• Work request:
The required result is each line of the entries below containing the string "mountain".

• Dataset excerpts:

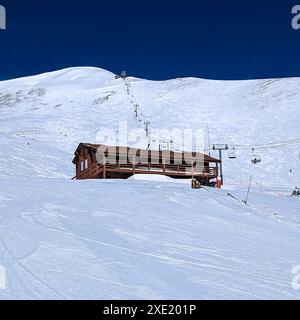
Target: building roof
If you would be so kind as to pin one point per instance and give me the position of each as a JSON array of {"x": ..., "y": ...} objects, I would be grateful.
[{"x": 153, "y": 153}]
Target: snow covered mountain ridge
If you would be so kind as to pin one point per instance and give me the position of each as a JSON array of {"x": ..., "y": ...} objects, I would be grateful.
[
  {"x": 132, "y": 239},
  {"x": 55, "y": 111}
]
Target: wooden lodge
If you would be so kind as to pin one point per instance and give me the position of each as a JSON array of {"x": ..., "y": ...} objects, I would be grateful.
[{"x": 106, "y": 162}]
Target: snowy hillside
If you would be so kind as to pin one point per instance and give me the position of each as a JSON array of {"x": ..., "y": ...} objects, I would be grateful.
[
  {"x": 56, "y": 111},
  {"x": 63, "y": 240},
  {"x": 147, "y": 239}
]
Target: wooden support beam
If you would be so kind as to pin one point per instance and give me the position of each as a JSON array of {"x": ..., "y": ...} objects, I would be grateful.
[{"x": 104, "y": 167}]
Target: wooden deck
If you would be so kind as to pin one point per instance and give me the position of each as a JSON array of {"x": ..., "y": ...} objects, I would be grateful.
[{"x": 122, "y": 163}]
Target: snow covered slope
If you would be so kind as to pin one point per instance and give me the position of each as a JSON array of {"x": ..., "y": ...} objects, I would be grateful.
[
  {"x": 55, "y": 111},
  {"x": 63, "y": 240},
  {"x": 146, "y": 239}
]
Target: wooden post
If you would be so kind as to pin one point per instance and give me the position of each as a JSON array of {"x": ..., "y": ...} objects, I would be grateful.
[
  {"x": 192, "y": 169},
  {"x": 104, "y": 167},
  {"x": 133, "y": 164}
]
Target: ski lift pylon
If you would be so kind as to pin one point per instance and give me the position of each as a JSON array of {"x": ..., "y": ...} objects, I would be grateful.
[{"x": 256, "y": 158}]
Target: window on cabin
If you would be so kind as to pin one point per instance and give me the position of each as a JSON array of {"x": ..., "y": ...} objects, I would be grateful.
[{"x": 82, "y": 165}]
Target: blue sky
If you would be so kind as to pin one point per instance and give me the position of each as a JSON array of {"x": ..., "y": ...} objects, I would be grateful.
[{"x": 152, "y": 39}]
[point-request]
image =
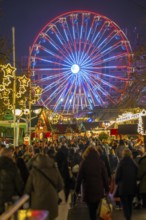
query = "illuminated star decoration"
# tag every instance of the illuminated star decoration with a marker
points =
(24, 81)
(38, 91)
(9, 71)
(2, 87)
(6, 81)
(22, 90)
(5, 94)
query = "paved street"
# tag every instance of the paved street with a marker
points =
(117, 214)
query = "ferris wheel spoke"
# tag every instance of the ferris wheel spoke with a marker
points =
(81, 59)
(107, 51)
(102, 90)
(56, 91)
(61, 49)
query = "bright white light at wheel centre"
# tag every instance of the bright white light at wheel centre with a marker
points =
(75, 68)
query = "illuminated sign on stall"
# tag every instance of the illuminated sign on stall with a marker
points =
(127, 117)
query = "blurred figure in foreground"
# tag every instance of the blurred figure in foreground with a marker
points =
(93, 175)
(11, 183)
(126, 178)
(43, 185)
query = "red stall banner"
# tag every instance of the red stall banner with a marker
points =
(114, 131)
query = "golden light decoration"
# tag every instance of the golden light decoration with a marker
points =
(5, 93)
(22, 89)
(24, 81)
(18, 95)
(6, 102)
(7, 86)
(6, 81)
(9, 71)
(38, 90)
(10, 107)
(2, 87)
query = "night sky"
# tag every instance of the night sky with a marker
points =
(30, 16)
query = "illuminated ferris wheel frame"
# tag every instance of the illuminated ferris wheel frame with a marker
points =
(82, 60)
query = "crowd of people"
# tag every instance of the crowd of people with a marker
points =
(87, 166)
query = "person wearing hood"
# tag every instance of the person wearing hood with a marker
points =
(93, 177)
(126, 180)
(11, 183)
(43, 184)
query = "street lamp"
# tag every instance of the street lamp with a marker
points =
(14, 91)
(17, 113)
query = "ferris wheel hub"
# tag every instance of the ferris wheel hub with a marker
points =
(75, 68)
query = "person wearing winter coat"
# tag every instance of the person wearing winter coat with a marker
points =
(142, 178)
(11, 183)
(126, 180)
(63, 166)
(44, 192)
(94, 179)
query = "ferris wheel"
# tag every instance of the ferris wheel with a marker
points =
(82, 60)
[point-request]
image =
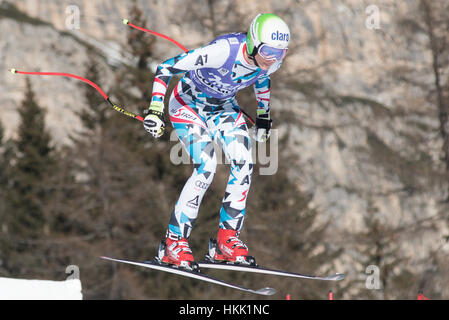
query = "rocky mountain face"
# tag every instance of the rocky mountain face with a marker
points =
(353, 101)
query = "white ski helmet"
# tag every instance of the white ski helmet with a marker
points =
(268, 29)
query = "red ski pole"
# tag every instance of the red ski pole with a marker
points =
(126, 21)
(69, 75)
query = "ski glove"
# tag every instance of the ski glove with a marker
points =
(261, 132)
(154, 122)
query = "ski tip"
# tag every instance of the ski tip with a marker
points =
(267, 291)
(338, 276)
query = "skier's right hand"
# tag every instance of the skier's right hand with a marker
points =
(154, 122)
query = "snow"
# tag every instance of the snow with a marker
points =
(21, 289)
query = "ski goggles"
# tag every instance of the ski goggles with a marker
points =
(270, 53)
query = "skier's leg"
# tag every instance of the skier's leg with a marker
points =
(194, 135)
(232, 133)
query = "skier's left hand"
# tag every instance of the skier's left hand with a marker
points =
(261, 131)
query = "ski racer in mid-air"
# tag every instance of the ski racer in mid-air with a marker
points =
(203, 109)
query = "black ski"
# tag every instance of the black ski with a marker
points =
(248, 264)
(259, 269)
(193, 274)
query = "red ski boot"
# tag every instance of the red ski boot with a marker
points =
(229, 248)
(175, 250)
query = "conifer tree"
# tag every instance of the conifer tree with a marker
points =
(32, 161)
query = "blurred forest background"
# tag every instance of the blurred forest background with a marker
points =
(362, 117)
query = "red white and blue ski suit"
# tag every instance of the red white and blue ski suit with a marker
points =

• Solution:
Target: snow covered mountain ridge
query = "rocky mountain face"
# tag every instance of the rocky mountain face with a marker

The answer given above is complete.